» Saved entries
· · · · ·

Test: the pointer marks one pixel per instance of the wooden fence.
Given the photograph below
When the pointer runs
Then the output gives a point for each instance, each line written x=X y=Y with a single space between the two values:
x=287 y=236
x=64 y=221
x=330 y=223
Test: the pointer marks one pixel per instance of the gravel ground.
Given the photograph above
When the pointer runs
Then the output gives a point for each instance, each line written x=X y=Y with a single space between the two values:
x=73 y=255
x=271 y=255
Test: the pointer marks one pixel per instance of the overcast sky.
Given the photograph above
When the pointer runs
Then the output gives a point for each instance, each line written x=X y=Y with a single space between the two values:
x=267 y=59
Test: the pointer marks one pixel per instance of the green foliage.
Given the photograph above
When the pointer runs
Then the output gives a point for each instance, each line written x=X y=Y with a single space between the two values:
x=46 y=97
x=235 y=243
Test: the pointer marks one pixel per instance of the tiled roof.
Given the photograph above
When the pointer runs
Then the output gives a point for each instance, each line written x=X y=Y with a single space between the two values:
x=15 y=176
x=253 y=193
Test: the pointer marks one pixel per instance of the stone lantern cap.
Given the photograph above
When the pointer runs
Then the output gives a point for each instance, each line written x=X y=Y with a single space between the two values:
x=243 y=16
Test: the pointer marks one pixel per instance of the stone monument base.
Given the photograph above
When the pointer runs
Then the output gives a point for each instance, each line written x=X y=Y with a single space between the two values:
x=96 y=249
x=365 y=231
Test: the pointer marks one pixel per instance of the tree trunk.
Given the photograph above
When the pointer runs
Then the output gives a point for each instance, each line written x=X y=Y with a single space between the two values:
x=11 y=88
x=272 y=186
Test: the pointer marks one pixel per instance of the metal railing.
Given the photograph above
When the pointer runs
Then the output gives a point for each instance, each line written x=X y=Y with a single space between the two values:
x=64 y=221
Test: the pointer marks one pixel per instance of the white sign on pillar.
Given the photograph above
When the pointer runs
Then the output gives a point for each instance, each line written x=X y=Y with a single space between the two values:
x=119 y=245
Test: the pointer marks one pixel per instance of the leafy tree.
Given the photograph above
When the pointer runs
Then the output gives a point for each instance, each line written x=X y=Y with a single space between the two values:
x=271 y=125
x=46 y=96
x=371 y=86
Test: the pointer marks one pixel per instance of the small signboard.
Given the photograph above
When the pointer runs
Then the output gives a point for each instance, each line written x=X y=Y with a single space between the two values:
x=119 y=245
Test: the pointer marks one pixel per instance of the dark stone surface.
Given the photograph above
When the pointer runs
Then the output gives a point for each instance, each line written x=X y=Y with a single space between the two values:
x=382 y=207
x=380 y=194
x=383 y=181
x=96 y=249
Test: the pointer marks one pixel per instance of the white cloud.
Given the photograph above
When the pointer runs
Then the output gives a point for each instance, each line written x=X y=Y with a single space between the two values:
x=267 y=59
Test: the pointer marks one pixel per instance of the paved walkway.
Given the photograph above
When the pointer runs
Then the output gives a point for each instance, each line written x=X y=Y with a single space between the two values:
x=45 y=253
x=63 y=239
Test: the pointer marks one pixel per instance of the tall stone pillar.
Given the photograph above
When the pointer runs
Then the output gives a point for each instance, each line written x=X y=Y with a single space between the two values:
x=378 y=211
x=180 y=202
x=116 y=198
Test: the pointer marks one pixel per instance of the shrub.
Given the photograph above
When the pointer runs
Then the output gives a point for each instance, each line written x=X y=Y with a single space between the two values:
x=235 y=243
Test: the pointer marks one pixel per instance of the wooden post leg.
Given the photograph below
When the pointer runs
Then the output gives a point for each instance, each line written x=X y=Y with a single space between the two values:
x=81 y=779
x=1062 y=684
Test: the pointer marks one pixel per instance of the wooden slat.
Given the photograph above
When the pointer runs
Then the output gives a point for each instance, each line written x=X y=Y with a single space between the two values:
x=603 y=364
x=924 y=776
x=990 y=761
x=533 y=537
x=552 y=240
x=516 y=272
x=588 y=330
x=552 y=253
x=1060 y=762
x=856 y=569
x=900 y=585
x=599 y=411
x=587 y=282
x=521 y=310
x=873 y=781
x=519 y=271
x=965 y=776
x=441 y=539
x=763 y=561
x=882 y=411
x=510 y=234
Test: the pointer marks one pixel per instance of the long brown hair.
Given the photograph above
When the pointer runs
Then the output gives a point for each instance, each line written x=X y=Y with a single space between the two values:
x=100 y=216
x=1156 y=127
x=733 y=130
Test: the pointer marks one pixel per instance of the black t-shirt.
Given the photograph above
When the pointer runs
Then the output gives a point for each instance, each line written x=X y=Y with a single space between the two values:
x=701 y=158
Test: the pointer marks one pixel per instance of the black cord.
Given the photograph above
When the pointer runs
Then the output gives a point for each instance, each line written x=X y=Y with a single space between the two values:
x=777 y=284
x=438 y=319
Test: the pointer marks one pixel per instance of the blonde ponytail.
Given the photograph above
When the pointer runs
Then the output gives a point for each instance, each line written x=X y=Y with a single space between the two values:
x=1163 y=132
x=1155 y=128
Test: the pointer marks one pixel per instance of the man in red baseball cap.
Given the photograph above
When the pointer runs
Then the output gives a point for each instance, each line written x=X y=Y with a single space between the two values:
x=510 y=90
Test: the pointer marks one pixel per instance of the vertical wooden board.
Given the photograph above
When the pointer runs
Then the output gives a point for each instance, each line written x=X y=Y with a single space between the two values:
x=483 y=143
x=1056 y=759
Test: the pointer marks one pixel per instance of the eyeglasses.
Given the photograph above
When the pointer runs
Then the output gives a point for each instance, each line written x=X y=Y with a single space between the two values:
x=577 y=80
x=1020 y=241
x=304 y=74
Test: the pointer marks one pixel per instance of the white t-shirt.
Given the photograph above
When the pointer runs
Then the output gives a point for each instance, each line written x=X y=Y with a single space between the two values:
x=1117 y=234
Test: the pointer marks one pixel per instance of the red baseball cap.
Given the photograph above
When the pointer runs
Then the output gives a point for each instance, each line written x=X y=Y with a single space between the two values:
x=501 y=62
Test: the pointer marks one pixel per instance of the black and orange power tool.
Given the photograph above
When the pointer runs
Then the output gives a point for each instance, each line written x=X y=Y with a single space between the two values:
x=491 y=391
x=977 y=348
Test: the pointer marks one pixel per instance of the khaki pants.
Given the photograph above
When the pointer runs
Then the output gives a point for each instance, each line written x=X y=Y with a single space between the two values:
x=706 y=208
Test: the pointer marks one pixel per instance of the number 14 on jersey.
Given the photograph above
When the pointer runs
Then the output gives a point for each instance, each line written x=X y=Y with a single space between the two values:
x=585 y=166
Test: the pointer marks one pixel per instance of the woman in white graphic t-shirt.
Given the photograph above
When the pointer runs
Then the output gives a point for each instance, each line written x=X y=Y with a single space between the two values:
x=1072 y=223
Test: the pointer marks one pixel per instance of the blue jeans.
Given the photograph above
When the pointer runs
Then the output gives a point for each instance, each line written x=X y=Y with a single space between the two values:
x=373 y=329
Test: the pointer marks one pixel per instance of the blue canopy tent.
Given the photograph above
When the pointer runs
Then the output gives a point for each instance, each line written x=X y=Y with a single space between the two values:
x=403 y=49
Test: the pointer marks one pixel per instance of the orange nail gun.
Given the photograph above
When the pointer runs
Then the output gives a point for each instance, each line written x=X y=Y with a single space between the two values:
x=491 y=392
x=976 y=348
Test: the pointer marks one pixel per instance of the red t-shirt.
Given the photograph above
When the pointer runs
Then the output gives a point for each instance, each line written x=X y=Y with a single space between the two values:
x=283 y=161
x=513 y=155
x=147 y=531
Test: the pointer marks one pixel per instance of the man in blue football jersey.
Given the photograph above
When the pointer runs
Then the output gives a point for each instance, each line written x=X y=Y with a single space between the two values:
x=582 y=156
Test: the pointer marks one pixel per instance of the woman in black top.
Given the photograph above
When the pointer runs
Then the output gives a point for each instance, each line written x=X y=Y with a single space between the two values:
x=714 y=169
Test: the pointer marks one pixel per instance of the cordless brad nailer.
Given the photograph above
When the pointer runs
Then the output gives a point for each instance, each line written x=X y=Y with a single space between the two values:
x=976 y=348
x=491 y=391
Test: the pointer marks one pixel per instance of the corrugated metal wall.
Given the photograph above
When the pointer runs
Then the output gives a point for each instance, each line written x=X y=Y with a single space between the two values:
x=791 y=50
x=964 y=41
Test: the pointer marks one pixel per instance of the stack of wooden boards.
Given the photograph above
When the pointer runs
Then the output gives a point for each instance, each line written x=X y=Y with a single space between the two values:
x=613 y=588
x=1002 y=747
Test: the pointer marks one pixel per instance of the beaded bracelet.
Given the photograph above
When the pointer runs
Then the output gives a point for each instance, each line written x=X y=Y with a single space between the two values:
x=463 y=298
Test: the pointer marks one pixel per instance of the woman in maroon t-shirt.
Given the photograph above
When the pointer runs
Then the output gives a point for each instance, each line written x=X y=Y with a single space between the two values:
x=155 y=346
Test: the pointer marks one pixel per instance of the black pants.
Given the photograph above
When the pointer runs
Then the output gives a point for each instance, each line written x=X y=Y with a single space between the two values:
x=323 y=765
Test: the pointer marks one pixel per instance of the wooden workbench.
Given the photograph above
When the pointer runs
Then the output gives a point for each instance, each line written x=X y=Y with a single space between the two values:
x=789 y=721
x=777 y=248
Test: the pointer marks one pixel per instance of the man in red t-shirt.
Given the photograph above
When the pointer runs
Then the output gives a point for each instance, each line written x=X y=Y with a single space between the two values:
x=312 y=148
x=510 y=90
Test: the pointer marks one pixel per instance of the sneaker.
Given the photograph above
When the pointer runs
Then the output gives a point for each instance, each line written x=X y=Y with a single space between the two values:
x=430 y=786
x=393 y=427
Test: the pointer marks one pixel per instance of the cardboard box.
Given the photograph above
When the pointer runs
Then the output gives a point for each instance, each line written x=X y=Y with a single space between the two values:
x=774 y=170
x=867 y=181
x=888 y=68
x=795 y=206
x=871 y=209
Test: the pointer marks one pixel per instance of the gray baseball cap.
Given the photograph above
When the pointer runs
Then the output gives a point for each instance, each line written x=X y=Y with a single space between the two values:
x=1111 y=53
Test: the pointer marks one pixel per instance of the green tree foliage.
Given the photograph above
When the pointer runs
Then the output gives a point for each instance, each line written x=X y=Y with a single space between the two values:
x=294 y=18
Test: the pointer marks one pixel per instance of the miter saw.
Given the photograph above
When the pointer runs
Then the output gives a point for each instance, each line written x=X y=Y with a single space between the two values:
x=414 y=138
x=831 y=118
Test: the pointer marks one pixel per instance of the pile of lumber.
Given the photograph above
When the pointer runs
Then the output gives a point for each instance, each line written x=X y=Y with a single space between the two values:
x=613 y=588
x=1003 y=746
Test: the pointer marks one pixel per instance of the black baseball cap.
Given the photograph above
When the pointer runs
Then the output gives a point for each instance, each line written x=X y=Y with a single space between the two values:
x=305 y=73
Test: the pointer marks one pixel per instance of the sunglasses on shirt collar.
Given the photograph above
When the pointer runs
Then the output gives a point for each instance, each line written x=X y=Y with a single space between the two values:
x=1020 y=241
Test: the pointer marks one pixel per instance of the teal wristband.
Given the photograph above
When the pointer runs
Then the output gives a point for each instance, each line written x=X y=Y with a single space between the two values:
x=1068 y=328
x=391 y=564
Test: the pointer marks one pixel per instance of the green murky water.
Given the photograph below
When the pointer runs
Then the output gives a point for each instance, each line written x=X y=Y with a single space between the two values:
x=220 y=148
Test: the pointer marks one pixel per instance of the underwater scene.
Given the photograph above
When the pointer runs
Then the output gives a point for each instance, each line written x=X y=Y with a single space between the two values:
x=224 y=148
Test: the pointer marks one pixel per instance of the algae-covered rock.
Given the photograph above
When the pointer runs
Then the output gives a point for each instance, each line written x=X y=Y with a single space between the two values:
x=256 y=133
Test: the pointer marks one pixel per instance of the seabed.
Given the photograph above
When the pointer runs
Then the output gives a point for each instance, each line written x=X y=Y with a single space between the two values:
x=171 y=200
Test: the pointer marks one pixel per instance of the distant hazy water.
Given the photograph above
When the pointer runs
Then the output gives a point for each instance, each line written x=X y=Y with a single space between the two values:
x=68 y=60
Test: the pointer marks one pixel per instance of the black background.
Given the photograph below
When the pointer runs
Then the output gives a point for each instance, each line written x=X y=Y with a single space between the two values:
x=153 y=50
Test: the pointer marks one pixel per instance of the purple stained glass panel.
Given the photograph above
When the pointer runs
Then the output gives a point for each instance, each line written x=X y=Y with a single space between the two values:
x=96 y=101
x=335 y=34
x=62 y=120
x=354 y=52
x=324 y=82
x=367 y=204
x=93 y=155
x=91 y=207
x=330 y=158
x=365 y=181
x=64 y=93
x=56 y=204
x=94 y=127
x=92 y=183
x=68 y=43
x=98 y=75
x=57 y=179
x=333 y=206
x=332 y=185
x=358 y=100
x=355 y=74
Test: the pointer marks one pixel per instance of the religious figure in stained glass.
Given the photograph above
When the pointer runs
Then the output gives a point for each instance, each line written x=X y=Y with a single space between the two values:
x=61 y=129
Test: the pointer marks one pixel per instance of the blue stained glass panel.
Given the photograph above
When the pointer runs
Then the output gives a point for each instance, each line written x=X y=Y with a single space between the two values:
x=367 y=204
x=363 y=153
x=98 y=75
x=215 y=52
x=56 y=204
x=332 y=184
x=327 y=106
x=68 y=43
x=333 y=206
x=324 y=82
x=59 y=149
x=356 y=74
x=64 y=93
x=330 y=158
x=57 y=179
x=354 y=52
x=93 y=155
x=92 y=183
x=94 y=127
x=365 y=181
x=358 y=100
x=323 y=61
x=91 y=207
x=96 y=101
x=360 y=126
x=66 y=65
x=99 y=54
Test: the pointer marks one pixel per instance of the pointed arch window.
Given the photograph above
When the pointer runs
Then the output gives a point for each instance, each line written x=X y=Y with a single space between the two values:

· · · · ·

Give the part of the listing that opens with the line containing "Test: the pointer marks one pixel per instance of the teal" and closes with the line containing "x=1068 y=328" as a numbered list, leaving out any blank lines.

» OUTPUT OF THE TASK
1. Test: the pointer marks one pixel per instance of the teal wristband.
2. Given the photograph above
3. When the pointer runs
4. Then the output gives a point for each instance, each line written x=X y=Y with a single space between the two values:
5. x=1068 y=328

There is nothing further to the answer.